## Input rows

------------------------------------------------------------

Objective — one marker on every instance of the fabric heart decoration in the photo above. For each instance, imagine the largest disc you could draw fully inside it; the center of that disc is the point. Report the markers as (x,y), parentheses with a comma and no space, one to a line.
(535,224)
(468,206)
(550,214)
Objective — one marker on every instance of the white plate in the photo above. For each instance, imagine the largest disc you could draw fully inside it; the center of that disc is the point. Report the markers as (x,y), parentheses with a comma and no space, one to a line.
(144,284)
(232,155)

------------------------------------------------------------

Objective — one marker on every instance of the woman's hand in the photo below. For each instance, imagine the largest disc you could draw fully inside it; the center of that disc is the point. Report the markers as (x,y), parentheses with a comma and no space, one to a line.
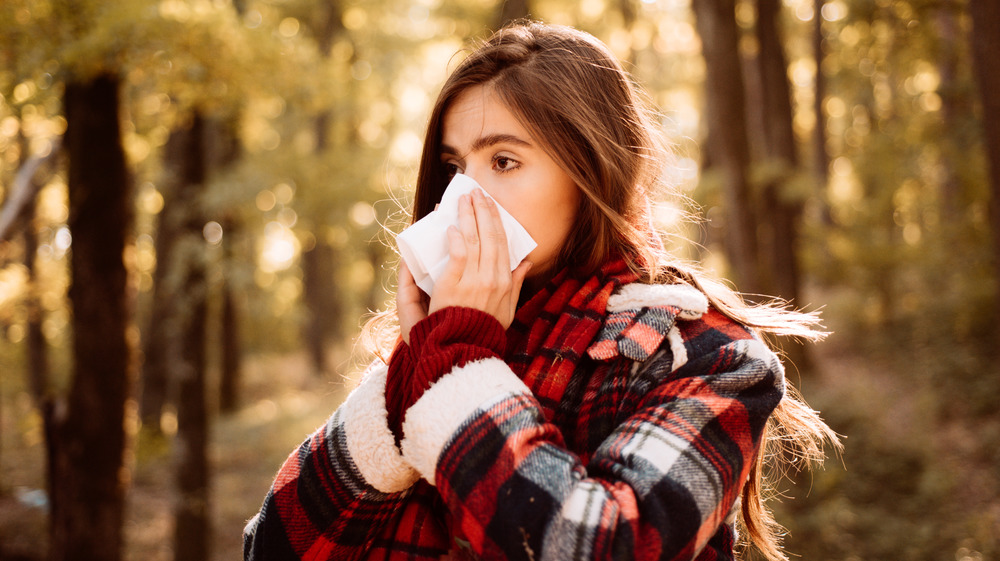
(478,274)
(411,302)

------------------------------------------------------------

Gather every line of the items above that contains the word "with". Case counts.

## Written answer
Objective — one marker on every instance of the fabric heart decoration in the photo above. For each instance, imagine the largest disc you could draw fully inside it; the center of that disc is the point. Report the markers as (x,y), parentheses with a comma and no space, one to a line.
Objective — one marker on every instance of the white plate in the photo above. For each instance, imagine the largest disc you could draw fully inside it; the center of that disc is the point. Report the markers as (x,y), parentheses with a comma and no space, one to a line.
Objective — one marker on every instance of the woman's hand in the photo below. For each instance, imagine the largest disc you could draw fully inside it; the center of that disc is the point. Report the markers as (x,y), parentheses with a comma and no space, one to a line.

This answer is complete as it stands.